> _Instruction_
Update the lines from the line with "task | place a point on the woman" to the line with "x=218, y=152": swap "white" for "blue" and keep everything else the same. Give back only those lines.

> _Data items_

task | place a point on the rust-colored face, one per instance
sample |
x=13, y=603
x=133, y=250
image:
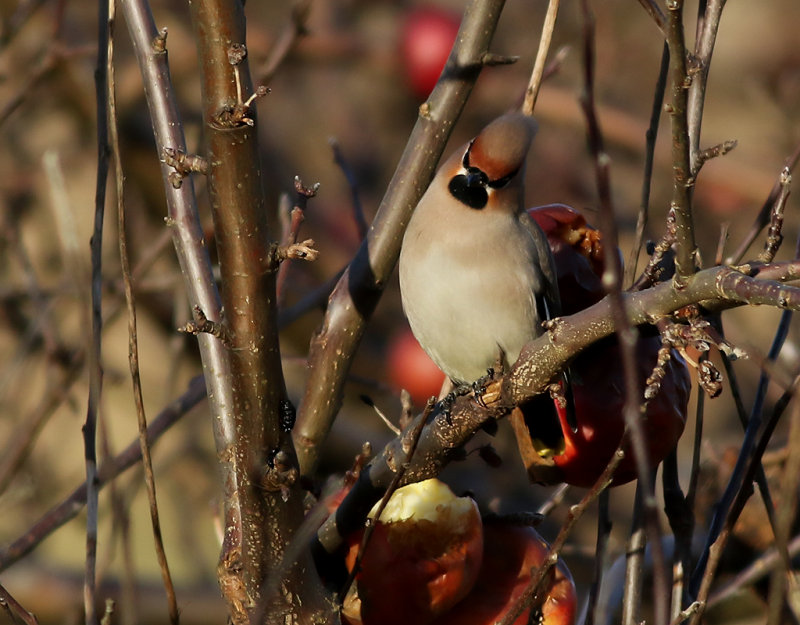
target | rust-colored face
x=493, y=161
---
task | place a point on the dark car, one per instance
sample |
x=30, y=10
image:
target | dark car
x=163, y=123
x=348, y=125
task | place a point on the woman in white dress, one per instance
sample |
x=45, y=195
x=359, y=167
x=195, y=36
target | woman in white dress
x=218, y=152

> _Response below_
task | place a point on the woman in blue dress, one per instance
sample |
x=45, y=195
x=359, y=167
x=195, y=36
target | woman in blue dress
x=218, y=152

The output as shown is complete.